▶ **Request**
Reproduce everything from the line containing "[pin] flower cluster -- one per line" down to the end of the material, requests included, scaling each coordinate in the answers by 2.55 and rounding to whole numbers with halves rounded up. Give only those lines.

Entries from a dataset
<<<<

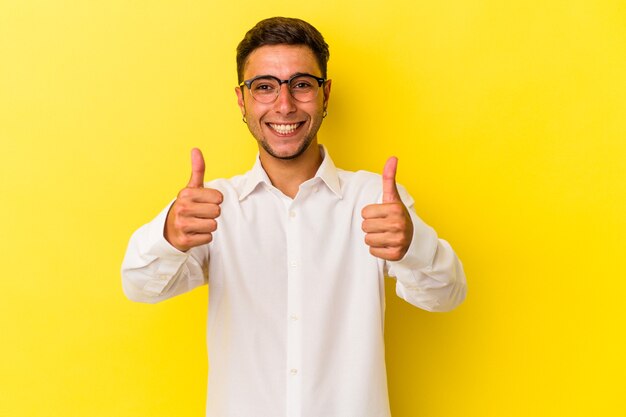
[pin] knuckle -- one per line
(185, 193)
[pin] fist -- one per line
(388, 227)
(192, 219)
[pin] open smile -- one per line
(285, 129)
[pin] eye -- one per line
(302, 84)
(264, 86)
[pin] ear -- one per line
(327, 92)
(240, 102)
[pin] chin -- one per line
(287, 154)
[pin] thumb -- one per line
(197, 169)
(390, 191)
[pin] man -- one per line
(294, 251)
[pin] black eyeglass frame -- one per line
(248, 83)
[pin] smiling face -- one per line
(285, 128)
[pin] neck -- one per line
(288, 174)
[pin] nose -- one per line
(285, 103)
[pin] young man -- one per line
(295, 251)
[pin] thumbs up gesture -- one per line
(192, 218)
(388, 227)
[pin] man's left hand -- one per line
(388, 227)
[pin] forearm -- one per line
(153, 270)
(430, 276)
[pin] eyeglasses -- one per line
(266, 88)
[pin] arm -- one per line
(429, 274)
(153, 270)
(169, 255)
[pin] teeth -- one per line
(284, 129)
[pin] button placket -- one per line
(294, 311)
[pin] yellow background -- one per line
(509, 119)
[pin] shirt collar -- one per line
(327, 172)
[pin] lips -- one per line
(284, 128)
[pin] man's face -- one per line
(286, 127)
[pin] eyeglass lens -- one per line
(302, 88)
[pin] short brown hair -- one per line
(282, 31)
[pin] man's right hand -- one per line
(192, 218)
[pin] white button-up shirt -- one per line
(296, 301)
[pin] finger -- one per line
(197, 169)
(389, 254)
(375, 225)
(202, 211)
(384, 240)
(390, 191)
(199, 226)
(201, 195)
(379, 211)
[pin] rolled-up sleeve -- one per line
(430, 275)
(153, 270)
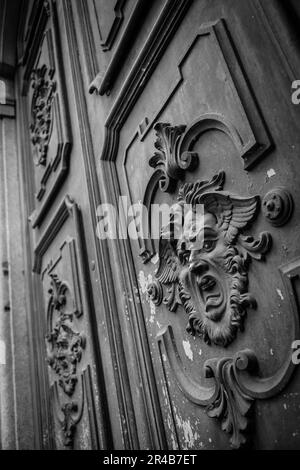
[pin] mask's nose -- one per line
(197, 264)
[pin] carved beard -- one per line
(222, 333)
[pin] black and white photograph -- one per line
(149, 228)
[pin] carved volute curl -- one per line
(207, 270)
(42, 113)
(169, 157)
(226, 400)
(277, 206)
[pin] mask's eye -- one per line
(209, 245)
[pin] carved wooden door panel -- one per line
(198, 121)
(67, 372)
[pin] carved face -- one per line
(207, 269)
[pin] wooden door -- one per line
(203, 115)
(155, 343)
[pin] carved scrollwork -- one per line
(206, 268)
(169, 157)
(65, 345)
(226, 400)
(230, 405)
(42, 113)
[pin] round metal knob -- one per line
(277, 206)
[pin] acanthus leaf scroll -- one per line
(42, 112)
(168, 156)
(65, 347)
(211, 282)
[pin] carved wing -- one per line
(233, 213)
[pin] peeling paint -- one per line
(188, 350)
(155, 259)
(188, 435)
(144, 281)
(2, 353)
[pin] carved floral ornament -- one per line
(41, 112)
(65, 347)
(207, 274)
(211, 282)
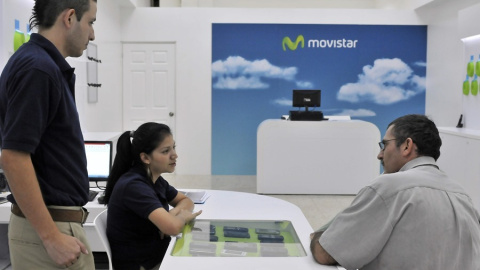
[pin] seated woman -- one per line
(139, 222)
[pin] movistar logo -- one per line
(291, 45)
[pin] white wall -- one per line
(190, 30)
(9, 11)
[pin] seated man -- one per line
(411, 217)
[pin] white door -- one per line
(148, 84)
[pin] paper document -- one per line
(198, 197)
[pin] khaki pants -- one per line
(27, 251)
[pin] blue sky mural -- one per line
(373, 73)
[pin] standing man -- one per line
(411, 217)
(43, 154)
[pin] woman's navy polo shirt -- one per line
(134, 240)
(38, 115)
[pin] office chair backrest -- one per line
(101, 227)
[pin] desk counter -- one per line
(229, 205)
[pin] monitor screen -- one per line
(99, 159)
(306, 98)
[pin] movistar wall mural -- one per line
(373, 73)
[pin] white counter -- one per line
(316, 157)
(229, 205)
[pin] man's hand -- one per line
(188, 215)
(320, 255)
(64, 249)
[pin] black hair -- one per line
(145, 139)
(421, 130)
(45, 12)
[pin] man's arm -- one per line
(320, 255)
(23, 183)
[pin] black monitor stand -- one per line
(306, 115)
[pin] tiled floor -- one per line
(318, 209)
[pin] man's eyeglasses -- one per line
(382, 144)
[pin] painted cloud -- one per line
(236, 72)
(386, 82)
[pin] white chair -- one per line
(101, 227)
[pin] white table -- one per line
(316, 157)
(229, 205)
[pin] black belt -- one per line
(60, 215)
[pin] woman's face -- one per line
(163, 159)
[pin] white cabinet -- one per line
(460, 159)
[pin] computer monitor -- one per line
(306, 98)
(99, 159)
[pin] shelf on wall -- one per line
(462, 132)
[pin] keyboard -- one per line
(91, 195)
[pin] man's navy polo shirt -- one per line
(38, 115)
(134, 239)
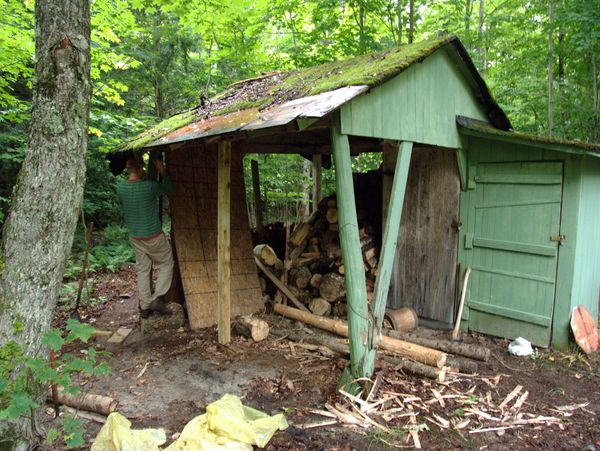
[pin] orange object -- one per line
(584, 329)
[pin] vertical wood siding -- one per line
(425, 261)
(586, 281)
(580, 215)
(419, 105)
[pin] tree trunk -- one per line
(48, 194)
(411, 21)
(482, 42)
(550, 75)
(595, 96)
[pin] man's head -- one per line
(134, 166)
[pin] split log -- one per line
(315, 280)
(265, 254)
(320, 306)
(86, 401)
(302, 277)
(466, 350)
(254, 328)
(299, 234)
(297, 251)
(331, 215)
(416, 352)
(332, 286)
(332, 250)
(313, 246)
(279, 284)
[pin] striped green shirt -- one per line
(140, 205)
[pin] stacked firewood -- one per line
(313, 270)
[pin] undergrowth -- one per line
(109, 251)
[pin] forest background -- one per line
(153, 58)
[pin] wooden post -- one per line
(390, 155)
(362, 361)
(390, 239)
(258, 204)
(223, 242)
(317, 181)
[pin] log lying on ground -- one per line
(462, 365)
(86, 401)
(265, 254)
(249, 327)
(320, 306)
(332, 287)
(340, 347)
(416, 368)
(466, 350)
(416, 352)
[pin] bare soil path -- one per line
(165, 380)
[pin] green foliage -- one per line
(23, 379)
(110, 250)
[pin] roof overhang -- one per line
(473, 127)
(245, 121)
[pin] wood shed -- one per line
(460, 189)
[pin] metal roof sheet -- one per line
(316, 106)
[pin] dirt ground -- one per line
(165, 380)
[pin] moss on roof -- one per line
(371, 70)
(484, 128)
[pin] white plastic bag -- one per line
(520, 347)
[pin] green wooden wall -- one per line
(578, 269)
(586, 280)
(419, 105)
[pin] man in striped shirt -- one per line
(139, 198)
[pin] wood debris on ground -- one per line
(465, 404)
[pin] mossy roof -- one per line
(275, 88)
(480, 128)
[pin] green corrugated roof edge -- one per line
(371, 69)
(483, 128)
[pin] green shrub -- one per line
(21, 375)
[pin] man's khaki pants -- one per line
(156, 253)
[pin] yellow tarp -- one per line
(117, 435)
(226, 425)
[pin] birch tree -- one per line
(47, 197)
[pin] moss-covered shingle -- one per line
(261, 92)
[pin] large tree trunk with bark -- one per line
(47, 198)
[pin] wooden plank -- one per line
(258, 203)
(223, 242)
(425, 262)
(390, 236)
(390, 155)
(512, 313)
(547, 250)
(317, 181)
(362, 356)
(279, 284)
(419, 105)
(119, 336)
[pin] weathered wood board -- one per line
(193, 169)
(425, 262)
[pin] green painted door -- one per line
(510, 243)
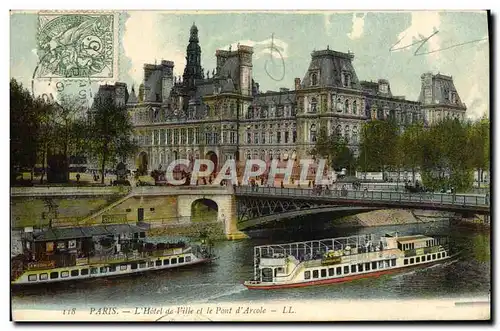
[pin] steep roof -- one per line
(331, 65)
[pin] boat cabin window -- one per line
(267, 275)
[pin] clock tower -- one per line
(193, 68)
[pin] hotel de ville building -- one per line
(222, 114)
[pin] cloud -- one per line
(269, 47)
(146, 40)
(358, 24)
(473, 85)
(423, 25)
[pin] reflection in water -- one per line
(222, 280)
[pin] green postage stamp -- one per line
(77, 45)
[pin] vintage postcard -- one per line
(250, 166)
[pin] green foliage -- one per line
(110, 131)
(378, 147)
(334, 148)
(446, 154)
(24, 125)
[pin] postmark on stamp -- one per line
(77, 45)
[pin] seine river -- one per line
(222, 280)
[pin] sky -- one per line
(381, 43)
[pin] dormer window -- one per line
(312, 132)
(314, 105)
(346, 79)
(383, 88)
(314, 79)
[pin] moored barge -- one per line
(79, 253)
(328, 261)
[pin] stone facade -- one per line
(223, 115)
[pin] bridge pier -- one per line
(230, 223)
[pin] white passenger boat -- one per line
(327, 261)
(65, 254)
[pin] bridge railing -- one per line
(434, 198)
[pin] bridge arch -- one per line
(204, 210)
(212, 156)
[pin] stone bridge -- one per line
(256, 206)
(238, 209)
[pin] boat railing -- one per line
(315, 249)
(134, 256)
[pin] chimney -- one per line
(297, 83)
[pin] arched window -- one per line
(338, 131)
(354, 136)
(314, 105)
(314, 79)
(312, 133)
(249, 112)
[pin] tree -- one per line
(333, 147)
(446, 155)
(110, 131)
(378, 145)
(24, 126)
(410, 149)
(479, 146)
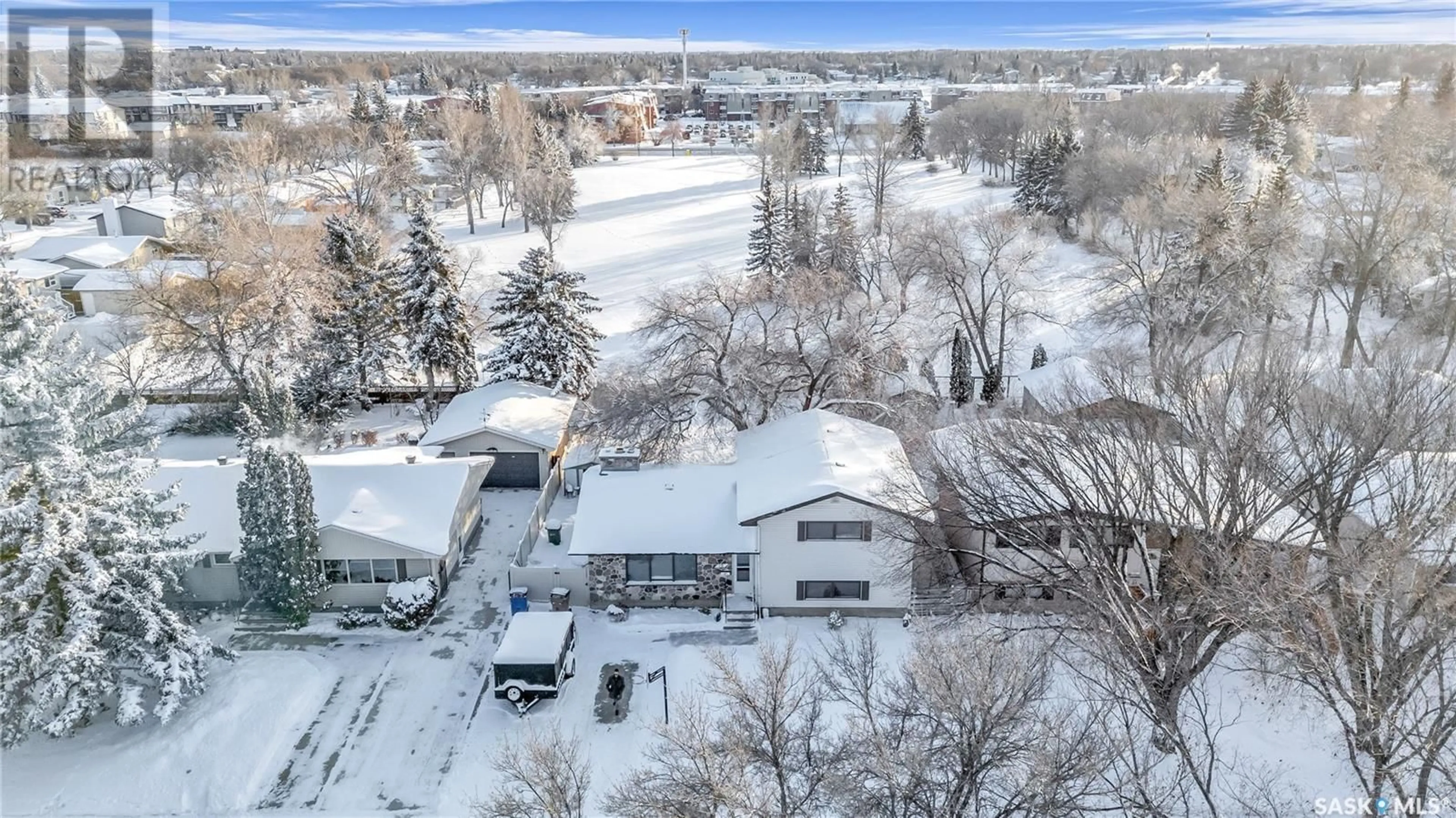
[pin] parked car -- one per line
(535, 658)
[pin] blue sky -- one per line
(565, 25)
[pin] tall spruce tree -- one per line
(545, 328)
(359, 110)
(819, 152)
(912, 130)
(769, 239)
(960, 369)
(431, 312)
(1239, 118)
(839, 244)
(356, 329)
(279, 556)
(85, 554)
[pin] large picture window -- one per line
(833, 590)
(836, 530)
(662, 568)
(372, 571)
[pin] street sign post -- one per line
(660, 674)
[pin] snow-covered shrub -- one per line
(355, 618)
(410, 605)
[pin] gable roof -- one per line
(817, 454)
(688, 509)
(97, 251)
(1065, 385)
(526, 412)
(370, 492)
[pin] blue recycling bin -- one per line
(519, 602)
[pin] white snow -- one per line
(370, 492)
(1064, 385)
(660, 510)
(533, 638)
(814, 454)
(530, 414)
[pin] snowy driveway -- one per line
(346, 722)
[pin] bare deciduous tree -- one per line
(542, 775)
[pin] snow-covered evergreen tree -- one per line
(356, 328)
(359, 110)
(1239, 117)
(819, 152)
(379, 110)
(85, 554)
(414, 118)
(769, 239)
(839, 244)
(803, 230)
(431, 312)
(545, 328)
(279, 556)
(960, 369)
(912, 130)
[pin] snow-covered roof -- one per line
(814, 454)
(162, 207)
(660, 510)
(1065, 385)
(533, 638)
(31, 270)
(855, 113)
(530, 414)
(97, 251)
(369, 492)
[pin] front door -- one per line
(743, 575)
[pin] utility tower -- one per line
(683, 34)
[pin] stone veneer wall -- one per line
(608, 580)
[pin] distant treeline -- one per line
(248, 72)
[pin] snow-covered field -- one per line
(373, 721)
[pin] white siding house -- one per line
(790, 527)
(520, 426)
(381, 520)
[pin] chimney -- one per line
(110, 219)
(621, 459)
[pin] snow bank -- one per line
(178, 768)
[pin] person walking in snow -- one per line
(615, 686)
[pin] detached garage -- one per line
(520, 426)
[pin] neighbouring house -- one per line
(1074, 386)
(162, 218)
(97, 252)
(381, 520)
(788, 527)
(520, 426)
(34, 276)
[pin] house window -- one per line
(842, 530)
(662, 568)
(832, 590)
(336, 571)
(360, 571)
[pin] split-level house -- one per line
(795, 525)
(383, 516)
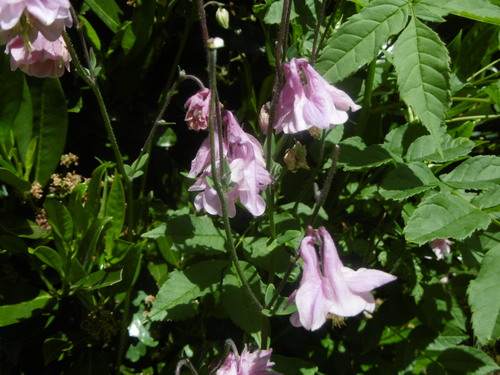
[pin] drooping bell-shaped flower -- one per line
(327, 287)
(26, 17)
(42, 58)
(307, 100)
(440, 247)
(247, 171)
(249, 363)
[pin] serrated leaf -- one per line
(424, 149)
(479, 172)
(479, 10)
(467, 360)
(108, 11)
(355, 155)
(358, 41)
(238, 305)
(191, 233)
(483, 299)
(444, 216)
(423, 75)
(407, 180)
(178, 293)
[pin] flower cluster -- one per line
(308, 101)
(32, 31)
(249, 363)
(328, 289)
(248, 175)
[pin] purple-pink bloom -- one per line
(50, 17)
(198, 109)
(249, 363)
(327, 287)
(247, 168)
(42, 58)
(441, 247)
(307, 100)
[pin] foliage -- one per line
(106, 266)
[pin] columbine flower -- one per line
(26, 17)
(328, 288)
(198, 109)
(42, 59)
(247, 168)
(441, 247)
(249, 363)
(308, 100)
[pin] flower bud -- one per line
(222, 17)
(295, 157)
(264, 118)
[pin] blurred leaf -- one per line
(422, 66)
(50, 126)
(444, 215)
(10, 178)
(108, 11)
(177, 295)
(59, 219)
(14, 313)
(359, 40)
(407, 180)
(466, 360)
(479, 172)
(355, 155)
(479, 10)
(484, 301)
(238, 304)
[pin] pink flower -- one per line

>>>>

▶ **The response**
[pin] flower cluster -- one per line
(785, 258)
(82, 79)
(635, 926)
(836, 737)
(632, 446)
[pin] purple-pink bloom -- one per line
(128, 43)
(505, 278)
(635, 926)
(834, 732)
(630, 428)
(107, 148)
(1125, 630)
(783, 255)
[pin] foliage -- one per line
(270, 678)
[pin] columbine flower -- one per line
(66, 43)
(836, 734)
(505, 278)
(107, 150)
(630, 428)
(1125, 630)
(635, 926)
(785, 255)
[pin] flower bud -- one per line
(566, 43)
(752, 400)
(673, 301)
[pin] blurred leaf -- one per line
(1076, 168)
(128, 321)
(1132, 548)
(26, 454)
(275, 28)
(451, 752)
(150, 558)
(36, 798)
(915, 102)
(1038, 459)
(1188, 918)
(1221, 439)
(905, 395)
(1221, 26)
(1234, 768)
(607, 775)
[pin] pink flower -- one per line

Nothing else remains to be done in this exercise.